Starting at the line with "Tag every instance of the short", set down each line of the entries below through the last one, exactly as it stands.

*** Given records ***

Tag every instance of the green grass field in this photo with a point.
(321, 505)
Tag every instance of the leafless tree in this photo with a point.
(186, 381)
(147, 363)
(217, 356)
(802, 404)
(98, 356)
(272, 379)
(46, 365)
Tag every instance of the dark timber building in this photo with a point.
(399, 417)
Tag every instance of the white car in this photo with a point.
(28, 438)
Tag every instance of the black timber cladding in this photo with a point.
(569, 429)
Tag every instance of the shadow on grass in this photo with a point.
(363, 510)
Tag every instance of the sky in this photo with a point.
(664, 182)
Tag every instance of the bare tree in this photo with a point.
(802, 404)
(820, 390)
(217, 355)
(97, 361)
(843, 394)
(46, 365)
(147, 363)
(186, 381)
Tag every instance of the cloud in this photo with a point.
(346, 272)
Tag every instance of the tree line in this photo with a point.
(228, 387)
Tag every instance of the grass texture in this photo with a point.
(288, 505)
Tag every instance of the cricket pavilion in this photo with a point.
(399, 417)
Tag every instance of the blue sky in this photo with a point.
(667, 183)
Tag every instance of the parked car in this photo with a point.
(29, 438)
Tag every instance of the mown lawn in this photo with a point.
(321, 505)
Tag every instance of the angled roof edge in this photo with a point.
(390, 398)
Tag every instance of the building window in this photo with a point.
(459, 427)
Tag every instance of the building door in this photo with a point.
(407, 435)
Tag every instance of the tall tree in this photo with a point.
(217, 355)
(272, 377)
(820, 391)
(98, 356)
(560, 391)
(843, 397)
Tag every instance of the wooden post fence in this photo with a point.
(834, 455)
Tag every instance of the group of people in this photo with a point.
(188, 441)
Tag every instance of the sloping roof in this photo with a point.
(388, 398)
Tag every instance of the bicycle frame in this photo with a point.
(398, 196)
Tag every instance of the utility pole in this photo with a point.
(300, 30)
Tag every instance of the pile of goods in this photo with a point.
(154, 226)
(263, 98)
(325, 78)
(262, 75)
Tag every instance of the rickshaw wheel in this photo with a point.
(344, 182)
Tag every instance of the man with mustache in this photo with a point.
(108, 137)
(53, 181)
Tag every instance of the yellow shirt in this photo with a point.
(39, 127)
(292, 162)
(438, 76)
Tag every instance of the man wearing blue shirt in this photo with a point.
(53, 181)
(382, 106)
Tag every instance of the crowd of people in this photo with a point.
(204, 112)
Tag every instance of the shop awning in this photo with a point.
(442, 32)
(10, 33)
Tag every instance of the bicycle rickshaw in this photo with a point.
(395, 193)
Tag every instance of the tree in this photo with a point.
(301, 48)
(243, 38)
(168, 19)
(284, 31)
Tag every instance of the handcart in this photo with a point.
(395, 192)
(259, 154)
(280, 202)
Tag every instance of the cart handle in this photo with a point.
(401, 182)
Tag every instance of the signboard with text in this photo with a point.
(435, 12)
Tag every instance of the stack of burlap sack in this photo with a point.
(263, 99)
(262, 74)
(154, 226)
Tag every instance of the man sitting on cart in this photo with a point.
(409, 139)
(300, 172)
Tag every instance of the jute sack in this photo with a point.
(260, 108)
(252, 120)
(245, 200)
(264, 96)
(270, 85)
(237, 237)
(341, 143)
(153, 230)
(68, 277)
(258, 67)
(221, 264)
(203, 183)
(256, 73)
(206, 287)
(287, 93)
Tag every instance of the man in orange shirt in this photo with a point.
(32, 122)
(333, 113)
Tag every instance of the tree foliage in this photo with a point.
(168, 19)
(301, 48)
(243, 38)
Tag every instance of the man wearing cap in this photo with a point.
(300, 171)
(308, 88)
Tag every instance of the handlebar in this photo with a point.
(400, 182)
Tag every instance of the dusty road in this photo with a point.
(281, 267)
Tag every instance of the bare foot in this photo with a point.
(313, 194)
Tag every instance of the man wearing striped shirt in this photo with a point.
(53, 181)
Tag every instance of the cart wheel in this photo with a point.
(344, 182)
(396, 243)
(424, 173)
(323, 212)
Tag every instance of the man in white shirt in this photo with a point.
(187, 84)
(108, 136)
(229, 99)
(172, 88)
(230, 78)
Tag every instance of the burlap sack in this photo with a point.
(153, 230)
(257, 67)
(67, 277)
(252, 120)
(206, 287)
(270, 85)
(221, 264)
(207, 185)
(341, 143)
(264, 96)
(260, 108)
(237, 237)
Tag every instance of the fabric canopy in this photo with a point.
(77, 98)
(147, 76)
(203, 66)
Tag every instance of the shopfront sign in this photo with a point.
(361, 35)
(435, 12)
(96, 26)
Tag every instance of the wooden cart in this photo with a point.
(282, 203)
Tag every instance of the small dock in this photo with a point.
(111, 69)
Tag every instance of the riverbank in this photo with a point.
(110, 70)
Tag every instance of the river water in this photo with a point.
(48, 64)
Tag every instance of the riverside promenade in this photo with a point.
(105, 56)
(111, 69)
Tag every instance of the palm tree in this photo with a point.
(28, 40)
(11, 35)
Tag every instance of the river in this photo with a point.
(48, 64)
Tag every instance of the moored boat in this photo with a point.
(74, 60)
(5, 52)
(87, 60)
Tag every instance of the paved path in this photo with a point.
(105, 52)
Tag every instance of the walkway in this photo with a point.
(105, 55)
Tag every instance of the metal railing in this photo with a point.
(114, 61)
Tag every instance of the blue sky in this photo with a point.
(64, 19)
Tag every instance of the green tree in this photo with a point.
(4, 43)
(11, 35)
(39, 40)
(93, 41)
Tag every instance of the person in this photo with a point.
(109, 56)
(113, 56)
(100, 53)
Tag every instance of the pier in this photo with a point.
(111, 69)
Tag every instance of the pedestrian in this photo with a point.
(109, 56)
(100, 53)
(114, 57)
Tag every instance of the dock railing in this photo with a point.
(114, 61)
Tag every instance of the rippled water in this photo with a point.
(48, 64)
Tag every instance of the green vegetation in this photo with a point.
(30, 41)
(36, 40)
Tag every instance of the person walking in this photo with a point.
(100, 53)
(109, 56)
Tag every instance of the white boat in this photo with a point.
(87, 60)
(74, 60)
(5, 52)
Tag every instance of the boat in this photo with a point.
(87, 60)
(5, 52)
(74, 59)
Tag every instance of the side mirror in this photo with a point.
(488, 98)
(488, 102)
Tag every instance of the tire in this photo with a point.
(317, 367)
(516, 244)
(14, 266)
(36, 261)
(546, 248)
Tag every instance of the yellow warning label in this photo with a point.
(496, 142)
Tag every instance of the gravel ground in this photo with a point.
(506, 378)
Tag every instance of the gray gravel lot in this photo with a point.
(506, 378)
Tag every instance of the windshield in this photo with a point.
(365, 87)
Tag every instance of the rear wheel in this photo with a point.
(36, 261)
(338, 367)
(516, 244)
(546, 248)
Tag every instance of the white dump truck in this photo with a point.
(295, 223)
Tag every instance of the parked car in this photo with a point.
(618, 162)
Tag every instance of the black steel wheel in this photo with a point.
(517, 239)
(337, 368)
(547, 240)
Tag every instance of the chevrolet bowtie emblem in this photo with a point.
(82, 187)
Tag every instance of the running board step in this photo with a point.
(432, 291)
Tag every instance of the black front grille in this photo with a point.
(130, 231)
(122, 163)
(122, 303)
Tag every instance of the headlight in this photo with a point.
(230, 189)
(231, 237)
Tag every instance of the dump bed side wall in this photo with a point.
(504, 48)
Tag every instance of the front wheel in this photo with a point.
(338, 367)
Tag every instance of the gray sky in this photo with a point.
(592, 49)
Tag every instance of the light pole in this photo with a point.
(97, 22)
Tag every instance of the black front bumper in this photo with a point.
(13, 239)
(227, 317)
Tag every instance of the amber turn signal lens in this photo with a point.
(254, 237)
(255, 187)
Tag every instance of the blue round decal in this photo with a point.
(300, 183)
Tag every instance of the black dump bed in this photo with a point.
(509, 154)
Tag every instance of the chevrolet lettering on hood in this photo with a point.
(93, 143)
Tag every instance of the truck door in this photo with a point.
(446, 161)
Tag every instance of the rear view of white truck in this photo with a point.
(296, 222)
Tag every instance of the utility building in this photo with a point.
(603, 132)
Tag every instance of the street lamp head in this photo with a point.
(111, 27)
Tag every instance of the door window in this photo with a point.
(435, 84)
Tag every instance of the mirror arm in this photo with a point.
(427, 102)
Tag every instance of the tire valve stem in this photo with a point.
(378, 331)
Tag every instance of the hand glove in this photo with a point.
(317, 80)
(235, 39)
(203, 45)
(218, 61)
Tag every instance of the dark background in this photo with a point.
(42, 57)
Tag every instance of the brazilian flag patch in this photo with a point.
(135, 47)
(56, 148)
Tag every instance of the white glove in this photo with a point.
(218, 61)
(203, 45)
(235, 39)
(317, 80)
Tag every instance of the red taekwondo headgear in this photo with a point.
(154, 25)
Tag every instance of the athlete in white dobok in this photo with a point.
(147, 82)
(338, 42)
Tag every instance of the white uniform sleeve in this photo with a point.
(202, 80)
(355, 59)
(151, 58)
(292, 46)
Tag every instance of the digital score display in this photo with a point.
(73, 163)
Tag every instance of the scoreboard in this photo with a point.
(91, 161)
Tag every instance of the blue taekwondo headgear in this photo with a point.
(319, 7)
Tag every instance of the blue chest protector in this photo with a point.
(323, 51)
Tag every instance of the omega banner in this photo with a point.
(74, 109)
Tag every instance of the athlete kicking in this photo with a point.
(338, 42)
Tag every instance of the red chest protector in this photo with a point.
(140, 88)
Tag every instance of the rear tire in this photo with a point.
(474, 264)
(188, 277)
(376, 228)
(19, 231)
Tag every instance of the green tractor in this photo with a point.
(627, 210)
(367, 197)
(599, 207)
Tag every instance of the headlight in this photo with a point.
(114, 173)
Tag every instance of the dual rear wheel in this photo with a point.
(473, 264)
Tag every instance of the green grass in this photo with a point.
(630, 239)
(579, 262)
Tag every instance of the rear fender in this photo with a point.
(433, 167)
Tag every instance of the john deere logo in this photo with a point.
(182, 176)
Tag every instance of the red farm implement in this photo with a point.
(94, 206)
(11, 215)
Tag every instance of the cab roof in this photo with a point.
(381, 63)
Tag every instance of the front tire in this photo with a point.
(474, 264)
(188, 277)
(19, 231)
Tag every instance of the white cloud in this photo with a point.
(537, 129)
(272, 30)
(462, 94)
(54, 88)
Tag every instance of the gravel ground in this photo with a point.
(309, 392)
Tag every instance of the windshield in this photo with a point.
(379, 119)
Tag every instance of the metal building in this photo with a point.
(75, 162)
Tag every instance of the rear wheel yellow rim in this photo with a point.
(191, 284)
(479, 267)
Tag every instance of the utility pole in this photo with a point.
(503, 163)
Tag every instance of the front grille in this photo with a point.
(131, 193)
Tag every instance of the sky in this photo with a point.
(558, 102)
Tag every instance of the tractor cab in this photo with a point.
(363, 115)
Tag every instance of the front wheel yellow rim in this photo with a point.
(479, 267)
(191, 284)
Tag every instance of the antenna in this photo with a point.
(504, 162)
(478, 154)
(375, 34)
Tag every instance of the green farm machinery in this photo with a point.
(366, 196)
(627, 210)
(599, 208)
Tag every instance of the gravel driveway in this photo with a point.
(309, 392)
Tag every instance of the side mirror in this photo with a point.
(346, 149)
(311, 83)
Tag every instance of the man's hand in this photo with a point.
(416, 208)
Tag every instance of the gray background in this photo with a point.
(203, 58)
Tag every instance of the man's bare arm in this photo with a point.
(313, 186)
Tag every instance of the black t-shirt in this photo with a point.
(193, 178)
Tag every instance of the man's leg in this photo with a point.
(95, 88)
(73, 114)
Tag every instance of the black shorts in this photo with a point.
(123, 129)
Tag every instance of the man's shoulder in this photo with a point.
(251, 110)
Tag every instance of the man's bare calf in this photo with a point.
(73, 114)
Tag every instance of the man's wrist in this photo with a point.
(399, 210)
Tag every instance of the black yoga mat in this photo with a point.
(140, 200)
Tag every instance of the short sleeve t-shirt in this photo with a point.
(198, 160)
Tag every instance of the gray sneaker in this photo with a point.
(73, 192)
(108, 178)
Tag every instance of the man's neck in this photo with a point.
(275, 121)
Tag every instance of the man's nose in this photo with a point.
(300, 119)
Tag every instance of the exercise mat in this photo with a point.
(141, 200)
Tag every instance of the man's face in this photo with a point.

***

Your response>
Tag every instance of the short sleeve t-shirt in this photo with a point.
(198, 160)
Tag every instance of the gray sneaker in this photo with a point.
(73, 192)
(108, 178)
Tag every instance of the man's neck in this photo with a point.
(275, 121)
Tag every instance of the man's nose in this photo with a point.
(300, 119)
Tag every instance of the exercise mat in this photo with a point.
(141, 200)
Tag every instance of the man's face in this photo with a point.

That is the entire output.